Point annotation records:
============================================================

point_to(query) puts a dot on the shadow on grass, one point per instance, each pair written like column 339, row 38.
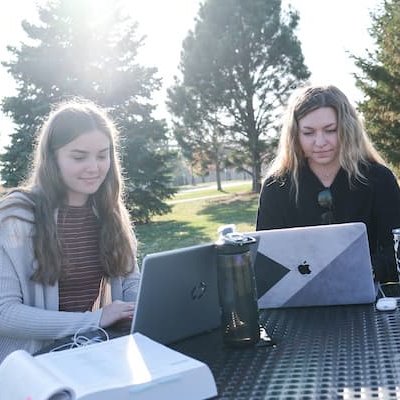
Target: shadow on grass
column 166, row 235
column 236, row 210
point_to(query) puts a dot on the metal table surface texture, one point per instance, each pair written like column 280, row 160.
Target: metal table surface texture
column 338, row 352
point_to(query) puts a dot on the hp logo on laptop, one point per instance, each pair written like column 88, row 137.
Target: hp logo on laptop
column 198, row 291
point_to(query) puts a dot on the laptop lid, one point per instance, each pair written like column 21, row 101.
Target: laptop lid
column 313, row 266
column 178, row 294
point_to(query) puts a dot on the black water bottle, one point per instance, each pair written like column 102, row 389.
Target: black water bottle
column 237, row 289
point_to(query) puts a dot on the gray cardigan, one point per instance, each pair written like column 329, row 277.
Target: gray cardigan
column 29, row 316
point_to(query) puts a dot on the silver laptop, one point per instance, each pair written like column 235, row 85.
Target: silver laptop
column 313, row 266
column 178, row 294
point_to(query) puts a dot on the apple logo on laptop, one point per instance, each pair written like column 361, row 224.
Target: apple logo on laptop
column 198, row 290
column 304, row 268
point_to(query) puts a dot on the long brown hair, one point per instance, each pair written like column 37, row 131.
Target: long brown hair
column 355, row 150
column 117, row 242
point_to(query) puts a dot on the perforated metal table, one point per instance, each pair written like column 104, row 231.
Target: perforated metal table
column 341, row 352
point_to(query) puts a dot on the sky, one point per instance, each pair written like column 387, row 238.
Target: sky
column 328, row 30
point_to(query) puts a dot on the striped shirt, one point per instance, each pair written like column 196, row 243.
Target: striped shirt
column 79, row 286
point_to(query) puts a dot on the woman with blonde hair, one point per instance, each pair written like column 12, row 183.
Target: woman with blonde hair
column 327, row 171
column 67, row 248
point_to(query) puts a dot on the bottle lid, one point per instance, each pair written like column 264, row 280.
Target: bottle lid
column 229, row 236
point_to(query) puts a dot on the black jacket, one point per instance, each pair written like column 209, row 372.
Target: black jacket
column 376, row 202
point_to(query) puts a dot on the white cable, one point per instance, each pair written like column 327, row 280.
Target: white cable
column 81, row 340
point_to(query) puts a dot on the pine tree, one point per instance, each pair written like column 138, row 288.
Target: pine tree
column 76, row 52
column 380, row 82
column 239, row 65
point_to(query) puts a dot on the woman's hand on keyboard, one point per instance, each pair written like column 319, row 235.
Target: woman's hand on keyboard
column 116, row 311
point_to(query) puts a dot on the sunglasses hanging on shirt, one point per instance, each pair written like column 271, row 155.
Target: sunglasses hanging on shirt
column 325, row 200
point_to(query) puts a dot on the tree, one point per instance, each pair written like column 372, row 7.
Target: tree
column 239, row 65
column 380, row 81
column 76, row 51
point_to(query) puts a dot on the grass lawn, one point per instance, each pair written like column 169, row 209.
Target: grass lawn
column 196, row 214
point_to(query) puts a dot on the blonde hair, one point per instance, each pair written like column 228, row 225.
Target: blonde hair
column 356, row 148
column 117, row 242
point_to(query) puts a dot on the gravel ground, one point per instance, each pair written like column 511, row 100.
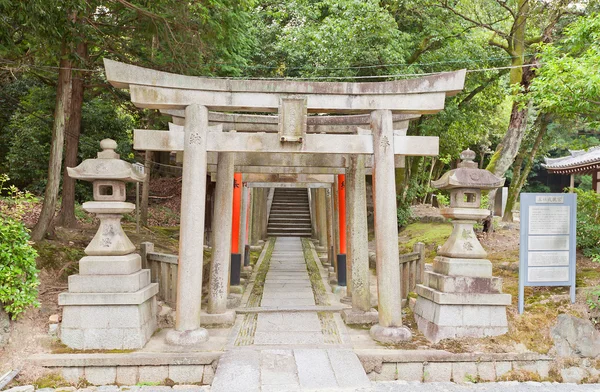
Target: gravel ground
column 387, row 386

============================================================

YOUR INSTRUCTIONS: Copy out the data between the lines holding "point_to(query) puts a dot on the striped" and "column 67, row 248", inclusive, reproducing each line unchanged.

PROBLEM SOLUTION:
point_to(query) puts a dot on the striped shirt, one point per instance, each pair written like column 196, row 243.
Target: striped shirt
column 79, row 286
point_to(query) puts a dot on the woman with blonde hair, one point per instance, each pair written like column 12, row 183.
Target: woman with blonde hair
column 327, row 171
column 67, row 248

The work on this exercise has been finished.